[Data shown — start]

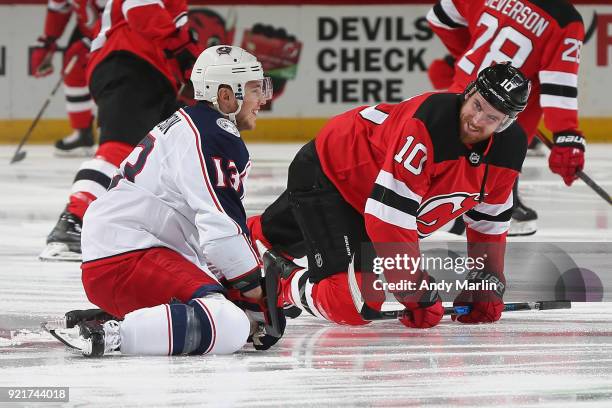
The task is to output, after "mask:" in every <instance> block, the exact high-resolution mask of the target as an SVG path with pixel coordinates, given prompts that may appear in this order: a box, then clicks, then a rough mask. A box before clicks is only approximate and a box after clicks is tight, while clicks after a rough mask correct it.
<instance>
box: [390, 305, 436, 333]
mask: <svg viewBox="0 0 612 408" xmlns="http://www.w3.org/2000/svg"><path fill="white" fill-rule="evenodd" d="M404 306H406V310H404V314H403V315H402V317H400V319H399V321H400V322H402V324H403V325H404V326H406V327H412V328H414V329H428V328H430V327H434V326H437V325H438V323H440V320H442V316H444V307H442V301H440V299H438V300H437V301H436V302H434V303H404Z"/></svg>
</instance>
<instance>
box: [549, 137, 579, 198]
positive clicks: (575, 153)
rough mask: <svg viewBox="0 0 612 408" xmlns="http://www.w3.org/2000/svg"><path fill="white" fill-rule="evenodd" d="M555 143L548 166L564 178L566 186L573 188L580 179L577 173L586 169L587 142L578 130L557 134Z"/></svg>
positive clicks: (555, 172) (554, 171)
mask: <svg viewBox="0 0 612 408" xmlns="http://www.w3.org/2000/svg"><path fill="white" fill-rule="evenodd" d="M553 140H554V142H555V144H554V146H553V147H552V149H551V151H550V156H549V157H548V166H549V167H550V170H551V171H552V172H553V173H556V174H558V175H560V176H561V177H563V181H564V182H565V184H566V185H568V186H571V185H572V183H573V182H574V180H576V179H577V178H578V176H576V172H577V171H578V170H582V169H583V168H584V149H585V147H586V141H585V139H584V136H582V134H581V133H580V131H578V130H570V131H565V132H559V133H555V134H554V135H553Z"/></svg>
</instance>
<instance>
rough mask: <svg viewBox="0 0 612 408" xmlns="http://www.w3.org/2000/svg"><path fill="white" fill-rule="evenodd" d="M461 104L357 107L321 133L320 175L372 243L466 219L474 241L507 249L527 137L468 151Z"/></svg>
mask: <svg viewBox="0 0 612 408" xmlns="http://www.w3.org/2000/svg"><path fill="white" fill-rule="evenodd" d="M462 100H463V99H462V96H461V95H460V94H455V93H427V94H423V95H419V96H416V97H414V98H412V99H409V100H406V101H404V102H402V103H400V104H397V105H388V104H380V105H376V106H370V107H360V108H357V109H354V110H351V111H348V112H346V113H344V114H341V115H339V116H336V117H335V118H333V119H332V120H331V121H330V122H329V123H328V124H327V125H326V126H325V127H324V128H323V130H322V131H321V132H320V133H319V134H318V136H317V138H316V141H315V143H316V148H317V153H318V156H319V159H320V161H321V166H322V168H323V171H324V172H325V174H326V175H327V177H328V178H329V179H330V180H331V181H332V182H333V183H334V185H335V186H336V187H337V189H338V190H339V191H340V193H341V194H342V196H343V197H344V199H345V200H346V201H347V202H349V203H350V204H351V205H352V206H353V207H354V208H355V209H356V210H357V211H359V212H360V213H361V214H363V215H364V218H365V223H366V230H367V233H368V236H369V237H370V239H371V240H372V241H373V242H417V241H418V238H419V237H426V236H428V235H430V234H431V233H433V232H434V231H436V230H437V229H439V228H440V227H442V226H443V225H445V224H447V223H448V222H450V221H452V220H453V219H455V218H457V217H459V216H461V215H463V218H464V220H465V221H466V224H467V236H468V240H469V241H471V242H477V241H478V242H483V241H485V242H499V243H504V242H505V237H506V232H507V230H508V227H509V221H510V217H511V214H512V204H513V203H512V199H513V197H512V186H513V185H514V181H515V179H516V177H517V176H518V173H519V172H520V169H521V166H522V163H523V160H524V157H525V152H526V149H527V138H526V135H525V133H524V132H523V131H522V129H521V128H520V127H519V126H518V125H517V124H513V125H512V126H510V127H509V128H508V129H506V130H505V131H504V132H502V133H499V134H495V135H493V136H492V137H491V138H489V139H488V140H485V141H483V142H480V143H478V144H475V145H472V146H467V145H465V144H463V143H462V142H461V141H460V139H459V112H460V109H461V104H462ZM502 259H503V258H502Z"/></svg>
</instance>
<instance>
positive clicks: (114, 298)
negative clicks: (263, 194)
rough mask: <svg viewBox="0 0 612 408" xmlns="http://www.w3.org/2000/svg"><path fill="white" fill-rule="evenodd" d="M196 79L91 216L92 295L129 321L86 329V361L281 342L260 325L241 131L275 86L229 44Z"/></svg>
mask: <svg viewBox="0 0 612 408" xmlns="http://www.w3.org/2000/svg"><path fill="white" fill-rule="evenodd" d="M191 80H192V81H193V86H194V90H195V98H196V100H198V101H200V102H198V103H197V104H196V105H194V106H190V107H185V108H183V109H179V110H178V111H176V112H175V113H174V114H173V115H171V116H170V117H169V118H168V119H166V120H165V121H163V122H161V123H159V124H158V125H157V126H156V127H154V128H153V129H152V130H151V131H150V132H149V133H148V135H147V136H146V137H145V138H144V139H143V140H142V141H141V142H140V144H139V145H138V147H137V148H136V149H134V150H133V151H132V152H131V154H130V155H129V156H128V157H127V159H126V160H125V161H124V162H123V163H122V164H121V168H120V174H119V175H118V176H117V177H115V179H114V180H113V182H112V185H111V189H110V190H109V192H108V194H106V195H105V196H103V197H101V198H100V199H98V200H96V201H95V202H94V203H92V205H91V206H90V208H89V210H88V211H87V213H86V214H85V219H84V223H83V236H82V242H83V261H84V262H83V264H82V267H81V269H82V271H83V286H84V288H85V293H86V294H87V296H88V298H89V300H90V301H91V302H93V303H94V304H96V305H98V306H99V307H101V308H102V309H104V310H105V311H106V312H108V313H110V314H111V315H113V316H117V317H119V318H124V320H123V321H122V322H117V321H107V322H106V323H104V324H100V323H99V322H85V323H82V324H81V326H80V327H81V335H82V336H83V340H84V344H85V346H84V347H83V352H84V354H85V355H88V356H100V355H103V354H105V353H107V352H109V351H113V350H117V349H118V350H120V351H121V353H123V354H149V355H180V354H208V353H210V354H226V353H233V352H234V351H236V350H238V349H240V348H242V346H243V345H244V344H245V343H246V342H247V338H248V339H249V341H251V342H252V343H253V345H254V347H255V348H256V349H258V350H264V349H267V348H269V347H271V346H272V345H273V344H275V343H276V342H277V341H278V340H279V338H280V337H279V336H275V335H272V334H270V333H268V331H267V330H268V329H267V326H266V325H265V324H264V322H265V321H267V320H265V319H264V314H266V311H267V310H268V309H267V304H266V303H265V301H264V299H263V293H262V288H261V286H260V280H261V269H260V262H259V258H258V256H257V255H256V252H255V251H254V249H253V248H252V246H251V241H250V240H249V237H248V229H247V225H246V215H245V210H244V207H243V205H242V199H243V197H244V193H245V187H244V185H245V183H246V181H247V177H248V173H249V169H250V166H251V162H250V159H249V152H248V151H247V148H246V146H245V144H244V142H243V140H242V139H241V137H240V132H239V131H240V130H248V129H253V128H254V127H255V123H256V120H257V113H258V111H259V109H260V108H261V107H262V106H263V105H264V104H265V103H266V102H267V101H268V100H269V99H270V98H271V96H272V89H271V87H270V86H271V81H270V80H269V78H264V76H263V68H262V66H261V63H260V62H259V61H257V59H256V58H255V57H254V56H253V55H251V54H249V53H247V52H246V51H244V50H243V49H241V48H239V47H231V46H215V47H211V48H208V49H207V50H205V51H204V52H203V53H202V54H201V55H200V56H199V57H198V59H197V61H196V63H195V65H194V69H193V73H192V74H191ZM228 299H230V300H231V301H230V300H228ZM232 302H234V303H232ZM272 302H273V304H275V301H272ZM279 316H280V317H281V318H282V320H281V322H279V325H280V326H279V327H280V328H281V333H280V335H282V330H284V318H283V316H282V312H281V313H280V314H279ZM268 319H269V318H268Z"/></svg>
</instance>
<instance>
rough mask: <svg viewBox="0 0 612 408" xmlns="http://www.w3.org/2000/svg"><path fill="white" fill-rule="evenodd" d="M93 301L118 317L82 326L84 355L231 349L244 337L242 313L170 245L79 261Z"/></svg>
mask: <svg viewBox="0 0 612 408" xmlns="http://www.w3.org/2000/svg"><path fill="white" fill-rule="evenodd" d="M82 270H83V286H84V288H85V292H86V294H87V296H88V298H89V299H90V301H92V302H93V303H94V304H96V305H98V306H99V307H101V308H102V309H104V310H105V311H108V312H109V313H111V314H112V315H115V316H118V317H120V318H121V317H124V320H123V321H121V322H113V323H108V322H106V323H104V324H100V323H97V322H93V323H86V324H84V325H82V326H81V334H82V336H83V337H84V339H85V344H86V347H84V351H85V354H87V355H102V354H104V353H107V352H109V351H113V350H116V349H119V350H120V351H121V353H123V354H149V355H179V354H206V353H211V354H228V353H233V352H234V351H236V350H238V349H240V348H241V347H242V346H243V345H244V344H245V343H246V340H247V337H248V335H249V332H250V323H249V320H248V318H247V316H246V314H245V313H244V312H243V311H242V310H241V309H239V308H238V307H237V306H235V305H234V304H233V303H231V302H230V301H229V300H227V299H226V298H225V296H223V295H222V294H221V293H219V292H221V291H222V290H223V287H222V286H221V285H220V284H219V283H218V282H217V281H216V280H215V279H213V278H212V277H210V276H208V275H207V274H206V273H204V272H203V271H202V270H200V269H199V268H198V267H197V266H195V265H194V264H192V263H191V262H189V261H188V260H186V259H185V258H183V257H182V256H181V255H180V254H178V253H177V252H174V251H172V250H170V249H168V248H153V249H147V250H142V251H136V252H132V253H128V254H124V255H118V256H116V257H112V258H106V259H103V260H98V261H93V262H88V263H85V264H83V265H82Z"/></svg>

[Data shown — finish]

List every line in the items above that contains the word "positive".

▶ [Exercise response]:
positive clicks: (575, 153)
positive clicks: (555, 172) (554, 171)
positive clicks: (114, 298)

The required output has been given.